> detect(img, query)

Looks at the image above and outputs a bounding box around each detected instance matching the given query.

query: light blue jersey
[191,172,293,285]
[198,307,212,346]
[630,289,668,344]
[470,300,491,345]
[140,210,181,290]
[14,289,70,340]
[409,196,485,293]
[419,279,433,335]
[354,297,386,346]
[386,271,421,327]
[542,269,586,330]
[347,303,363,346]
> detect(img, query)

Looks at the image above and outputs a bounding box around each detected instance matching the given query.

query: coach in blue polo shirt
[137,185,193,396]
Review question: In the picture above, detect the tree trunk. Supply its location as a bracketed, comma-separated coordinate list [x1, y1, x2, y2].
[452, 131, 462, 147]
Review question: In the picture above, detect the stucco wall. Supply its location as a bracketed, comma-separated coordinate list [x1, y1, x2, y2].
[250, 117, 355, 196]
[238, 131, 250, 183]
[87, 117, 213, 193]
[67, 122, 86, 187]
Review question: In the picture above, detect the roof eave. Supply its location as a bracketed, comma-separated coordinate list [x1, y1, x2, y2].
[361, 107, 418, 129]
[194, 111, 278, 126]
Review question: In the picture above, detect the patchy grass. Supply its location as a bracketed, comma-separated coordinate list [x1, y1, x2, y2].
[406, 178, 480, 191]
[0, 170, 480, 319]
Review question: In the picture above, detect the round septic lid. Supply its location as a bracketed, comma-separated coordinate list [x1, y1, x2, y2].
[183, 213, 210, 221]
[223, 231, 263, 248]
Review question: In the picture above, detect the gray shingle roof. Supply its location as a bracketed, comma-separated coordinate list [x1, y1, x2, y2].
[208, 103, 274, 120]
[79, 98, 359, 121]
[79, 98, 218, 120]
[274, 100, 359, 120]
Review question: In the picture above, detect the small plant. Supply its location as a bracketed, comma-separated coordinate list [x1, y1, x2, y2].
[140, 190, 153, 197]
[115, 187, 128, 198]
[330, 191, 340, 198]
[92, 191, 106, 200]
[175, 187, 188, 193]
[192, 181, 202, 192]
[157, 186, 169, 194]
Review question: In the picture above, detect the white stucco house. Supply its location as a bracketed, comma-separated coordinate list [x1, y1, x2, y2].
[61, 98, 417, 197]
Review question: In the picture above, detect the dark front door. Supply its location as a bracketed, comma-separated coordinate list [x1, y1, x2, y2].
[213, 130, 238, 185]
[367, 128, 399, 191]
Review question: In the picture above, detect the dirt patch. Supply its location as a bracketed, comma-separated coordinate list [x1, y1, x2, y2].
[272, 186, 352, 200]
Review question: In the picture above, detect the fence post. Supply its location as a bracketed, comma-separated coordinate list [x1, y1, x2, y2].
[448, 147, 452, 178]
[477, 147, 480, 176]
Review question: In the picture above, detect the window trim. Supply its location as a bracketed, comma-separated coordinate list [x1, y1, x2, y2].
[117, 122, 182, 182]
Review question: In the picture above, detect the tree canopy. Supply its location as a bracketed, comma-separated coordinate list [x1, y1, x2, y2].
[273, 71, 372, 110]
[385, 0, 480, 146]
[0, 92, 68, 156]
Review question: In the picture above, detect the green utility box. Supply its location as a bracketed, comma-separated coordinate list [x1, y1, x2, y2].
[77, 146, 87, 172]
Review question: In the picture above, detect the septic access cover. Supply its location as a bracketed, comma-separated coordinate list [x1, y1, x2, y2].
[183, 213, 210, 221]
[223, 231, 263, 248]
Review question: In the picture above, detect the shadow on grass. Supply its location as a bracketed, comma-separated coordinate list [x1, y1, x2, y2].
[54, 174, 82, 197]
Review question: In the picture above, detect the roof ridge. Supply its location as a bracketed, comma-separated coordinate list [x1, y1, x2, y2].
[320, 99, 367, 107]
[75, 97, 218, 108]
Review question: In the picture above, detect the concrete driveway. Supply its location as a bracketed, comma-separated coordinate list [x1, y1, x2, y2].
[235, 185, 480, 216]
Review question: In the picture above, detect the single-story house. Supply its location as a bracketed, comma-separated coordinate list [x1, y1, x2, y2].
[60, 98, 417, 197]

Given exercise: Reproduce all of the rows above, replacing "Supply its location" with "Report its position" wherever it occurs and leaving everything else unchanged.

Answer for the task:
> detect(img, query)

Looks at the image above and outputs a bounding box around each detected instance matching the given query.

query: light blue jersey
[191,172,293,285]
[198,307,212,346]
[630,289,668,344]
[470,300,491,345]
[140,210,181,290]
[14,289,70,340]
[409,196,485,293]
[419,279,433,335]
[354,297,386,346]
[386,271,421,327]
[542,269,586,330]
[347,303,363,346]
> detect(img, query)

Looks at the image above and outputs a bounding box around each detected instance matching the given query.

query: coach in blue polo shirt
[137,185,193,396]
Review question: In the picture above, detect the tree trunk. Report its position as a bracketed, comma-separated coordinate list [x1, y1, x2, y2].
[452, 131, 462, 147]
Review question: In the picture above, detect the stucco wall. Report its position as a bracketed, comma-separated coordinate list [x1, y1, x2, y2].
[250, 117, 355, 196]
[238, 131, 250, 183]
[87, 117, 213, 193]
[67, 122, 86, 187]
Review question: In the picture above, detect the roof eave. Report its position as a bracketed, comma-separated coordinate list [x1, y1, x2, y2].
[361, 107, 418, 129]
[194, 111, 278, 126]
Review question: In the picture above, detect the patchy grass. Report its position as a bracketed, comma-separated coordinate list [x1, y1, x2, y2].
[406, 178, 480, 191]
[0, 170, 480, 319]
Review question: In the picture above, detect the round septic lid. Report its position as a bracketed, comma-separated coordinate list [x1, y1, x2, y2].
[183, 213, 210, 221]
[223, 231, 263, 248]
Review question: In the picture above, detect the gray shingle roof. Report its position as a bracketed, comma-separated coordinate list [x1, y1, x2, y2].
[208, 103, 274, 120]
[79, 98, 359, 121]
[79, 98, 218, 120]
[274, 100, 359, 120]
Review question: In the picture above, detect the small plant. Report its position as a bracketed, comma-separated coordinate list [x1, y1, x2, y2].
[140, 190, 153, 197]
[115, 187, 128, 198]
[330, 191, 340, 198]
[92, 191, 106, 200]
[175, 187, 188, 193]
[192, 181, 202, 192]
[157, 186, 169, 194]
Review question: In the picture above, detect the white stucco house. Report its position as a bracketed, comma-separated coordinate list [x1, y1, x2, y2].
[61, 98, 417, 197]
Review question: In the picture above, detect the dark front door. Report its position as a bracketed, comma-separated coordinate list [x1, y1, x2, y2].
[213, 130, 238, 185]
[367, 128, 399, 191]
Review question: In the picture above, detect the dirt patch. Report its position as a bracketed, comma-separated coordinate list [x1, y1, x2, y2].
[272, 186, 352, 200]
Review question: In the picture above, detect the fence post. Report its position as a bracketed, comma-separated coordinate list [x1, y1, x2, y2].
[448, 147, 452, 178]
[477, 147, 480, 176]
Review question: In the picture above, detect the window trim. Report its position as a bracketed, comma-separated coordinate list [x1, y1, x2, y2].
[117, 122, 182, 182]
Review question: In the picture above, detect the tree canopy. Report its position as a bracketed, comma-separated coordinate list [x1, y1, x2, y2].
[273, 71, 372, 110]
[385, 0, 480, 146]
[0, 92, 68, 156]
Review question: In the picture above, detect the green utility box. Report its position as a bracketed, comma-separated coordinate list [x1, y1, x2, y2].
[77, 146, 87, 172]
Review question: In the picture above, detect the septic access cover. Report its position as a bracketed, comma-separated coordinate list [x1, y1, x2, y2].
[183, 213, 210, 221]
[223, 231, 263, 248]
Review question: In the picture above, detect the shadow on grass. Report its position as a bracketed, comma-separated coordinate list [x1, y1, x2, y2].
[54, 174, 82, 197]
Review question: In the picture above, detect the roof ridge. Report its position as a bracketed, comma-separated coordinate list [x1, y1, x2, y2].
[320, 99, 367, 107]
[75, 97, 218, 108]
Review question: In the picture above, detect the concrete driveway. Report its position as a bracketed, comma-separated coordinate list [x1, y1, x2, y2].
[235, 185, 480, 216]
Review question: In the picture above, detect the single-story house. Report its position as a bracketed, comma-separated coordinate list [x1, y1, x2, y2].
[60, 98, 417, 197]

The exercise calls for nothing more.